Extend the opinion piece below on the alleged Minnesota autism-services fraud, starting right after its last sentence.

• [Extract]:
○ ○ ○ ○
The story out of Minnesota is as ugly as it is telling: federal prosecutors have charged Asha Farhan Hassan in what they describe as a $14 million scheme to defraud the state’s autism services program by enrolling children in sham therapy plans and billing Medicaid for services that never happened. This isn’t garden-variety bookkeeping errors — it’s alleged organized theft that preyed on vulnerable families and on the patience and pocketbooks of hardworking taxpayers.
According to court filings, Hassan registered Smart Therapy and used it as a front to recruit children—often from immigrant neighborhoods—into EIDBI autism services, paying parents monthly kickbacks of $300 to $1,500 per child and staffing sessions with unqualified relatives rather than trained therapists. Prosecutors say the operation produced inflated or fabricated claims, forged signatures, and even funneled hundreds of thousands of dollars overseas, including real estate purchases in Kenya. Those details come straight from the U.S. Attorney’s Office and government oversight agencies that worked the case.
Worse still, Hassan’s operation overlapped with the Feeding Our Future scandal that already rocked Minnesota—claims that Smart Therapy billed for nearly 200,000 meals and collected roughly $465,000 under that scheme. Federal prosecutors are blunt: this autism case is the first public charge in a wider probe into EIDBI fraud, and it connects to a broader web of schemes that has siphoned millions, if not billions, from programs meant to protect children. The layers of alleged deceit show a pattern, not an anomaly.
○ ○ ○ ○
• [Data for analysis]:
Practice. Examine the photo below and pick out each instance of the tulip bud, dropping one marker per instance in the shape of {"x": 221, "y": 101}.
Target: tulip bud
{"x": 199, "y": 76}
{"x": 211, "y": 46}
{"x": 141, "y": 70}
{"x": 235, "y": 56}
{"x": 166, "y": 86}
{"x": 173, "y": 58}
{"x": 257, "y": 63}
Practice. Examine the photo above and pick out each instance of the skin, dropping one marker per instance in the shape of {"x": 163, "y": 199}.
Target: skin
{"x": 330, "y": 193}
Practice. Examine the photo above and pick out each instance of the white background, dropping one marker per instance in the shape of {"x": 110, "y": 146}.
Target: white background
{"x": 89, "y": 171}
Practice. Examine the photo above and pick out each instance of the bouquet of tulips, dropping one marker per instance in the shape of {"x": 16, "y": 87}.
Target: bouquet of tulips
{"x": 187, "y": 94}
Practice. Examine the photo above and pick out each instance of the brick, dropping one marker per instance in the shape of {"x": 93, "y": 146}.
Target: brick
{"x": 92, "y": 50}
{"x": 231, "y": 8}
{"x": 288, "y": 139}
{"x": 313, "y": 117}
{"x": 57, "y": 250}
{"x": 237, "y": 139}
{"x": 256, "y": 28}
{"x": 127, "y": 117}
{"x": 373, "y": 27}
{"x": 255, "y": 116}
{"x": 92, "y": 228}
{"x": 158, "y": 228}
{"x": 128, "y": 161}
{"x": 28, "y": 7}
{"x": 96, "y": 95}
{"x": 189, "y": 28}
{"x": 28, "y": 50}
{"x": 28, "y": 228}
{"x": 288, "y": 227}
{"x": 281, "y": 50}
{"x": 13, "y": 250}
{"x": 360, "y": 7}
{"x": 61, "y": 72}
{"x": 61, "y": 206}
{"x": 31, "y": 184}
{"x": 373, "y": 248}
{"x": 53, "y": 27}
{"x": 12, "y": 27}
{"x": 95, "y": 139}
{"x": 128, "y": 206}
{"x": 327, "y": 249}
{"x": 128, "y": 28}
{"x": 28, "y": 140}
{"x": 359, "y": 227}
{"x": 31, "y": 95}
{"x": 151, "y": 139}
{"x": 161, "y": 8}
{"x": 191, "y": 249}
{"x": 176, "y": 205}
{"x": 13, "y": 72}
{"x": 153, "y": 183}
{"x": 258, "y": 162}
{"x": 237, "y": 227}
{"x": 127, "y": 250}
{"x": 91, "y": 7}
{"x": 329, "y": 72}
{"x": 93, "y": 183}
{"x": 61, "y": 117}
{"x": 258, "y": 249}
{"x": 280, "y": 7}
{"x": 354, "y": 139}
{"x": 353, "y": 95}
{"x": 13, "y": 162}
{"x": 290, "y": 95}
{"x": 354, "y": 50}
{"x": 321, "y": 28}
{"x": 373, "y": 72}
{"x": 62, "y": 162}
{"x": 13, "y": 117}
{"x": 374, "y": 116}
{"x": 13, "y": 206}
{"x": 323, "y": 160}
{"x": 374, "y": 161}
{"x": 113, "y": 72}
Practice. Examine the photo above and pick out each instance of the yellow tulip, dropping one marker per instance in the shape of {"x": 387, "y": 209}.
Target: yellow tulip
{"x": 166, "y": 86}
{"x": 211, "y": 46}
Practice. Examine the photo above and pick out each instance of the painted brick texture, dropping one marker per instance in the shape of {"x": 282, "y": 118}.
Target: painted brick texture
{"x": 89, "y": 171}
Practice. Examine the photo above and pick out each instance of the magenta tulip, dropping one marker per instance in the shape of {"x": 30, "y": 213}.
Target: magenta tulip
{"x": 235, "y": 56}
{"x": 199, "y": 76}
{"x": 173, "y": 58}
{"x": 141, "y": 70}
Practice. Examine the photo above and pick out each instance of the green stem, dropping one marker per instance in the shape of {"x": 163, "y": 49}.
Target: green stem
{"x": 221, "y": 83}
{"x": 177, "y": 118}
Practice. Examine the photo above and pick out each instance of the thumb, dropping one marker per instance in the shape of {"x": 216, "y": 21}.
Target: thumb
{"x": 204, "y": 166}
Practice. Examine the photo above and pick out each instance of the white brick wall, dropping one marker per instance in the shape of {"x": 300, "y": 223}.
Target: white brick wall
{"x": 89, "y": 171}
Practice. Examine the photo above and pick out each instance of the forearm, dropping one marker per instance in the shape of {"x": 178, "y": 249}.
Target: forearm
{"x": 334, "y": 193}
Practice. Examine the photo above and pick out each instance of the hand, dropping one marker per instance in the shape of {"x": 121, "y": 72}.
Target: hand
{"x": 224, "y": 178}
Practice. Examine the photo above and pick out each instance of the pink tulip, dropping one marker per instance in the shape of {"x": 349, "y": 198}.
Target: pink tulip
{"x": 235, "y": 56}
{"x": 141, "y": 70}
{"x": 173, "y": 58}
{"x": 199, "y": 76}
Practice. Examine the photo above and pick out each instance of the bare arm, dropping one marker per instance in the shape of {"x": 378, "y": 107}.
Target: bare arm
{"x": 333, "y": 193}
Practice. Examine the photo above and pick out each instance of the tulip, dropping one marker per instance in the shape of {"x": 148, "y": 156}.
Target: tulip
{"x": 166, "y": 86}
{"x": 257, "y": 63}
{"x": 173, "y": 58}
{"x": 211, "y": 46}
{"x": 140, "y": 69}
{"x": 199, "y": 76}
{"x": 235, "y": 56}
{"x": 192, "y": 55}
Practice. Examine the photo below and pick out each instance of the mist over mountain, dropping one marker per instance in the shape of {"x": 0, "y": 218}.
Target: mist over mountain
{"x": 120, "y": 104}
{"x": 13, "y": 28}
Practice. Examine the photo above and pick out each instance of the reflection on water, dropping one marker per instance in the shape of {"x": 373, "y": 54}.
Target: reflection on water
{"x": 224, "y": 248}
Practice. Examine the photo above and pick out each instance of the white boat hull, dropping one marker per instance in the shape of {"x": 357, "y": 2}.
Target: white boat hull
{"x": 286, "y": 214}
○ ○ ○ ○
• [Result for this task]:
This scandal exposes two failures at once: criminal behavior by opportunists and feckless oversight by agencies that were supposed to prevent exactly this sort of abuse. Minnesota’s own Attorney General and federal investigators say they partnered on the probe, which should be a wake-up call to every official who thinks generous programs need not be policed. If left unchecked, these programs become magnets for fraudsters who treat taxpayer relief like an ATM.
Americans who believe in charity, family, and community should be furious—because real kids with real needs are being crowded out by schemes cooked up for profit. Conservative common sense is simple: protect the vulnerable by tightening eligibility, demanding rigorous audits, and prosecuting criminals to the fullest extent. We should expand oversight, end automatic trust in paper claims, and stop allowing ideological reflexes to block effective enforcement of the law.
As the DOJ reminds us, charges are allegations and the defendant is presumed innocent until proven guilty, but that legal principle does not absolve the need for tough action now to stop the leak of taxpayer dollars and to prioritize care for genuine cases. Law enforcement must keep following the money, lawmakers must fix the loopholes, and voters must hold officials accountable for letting this rot fester. Justice for the victims and accountability for the perpetrators must be our demand.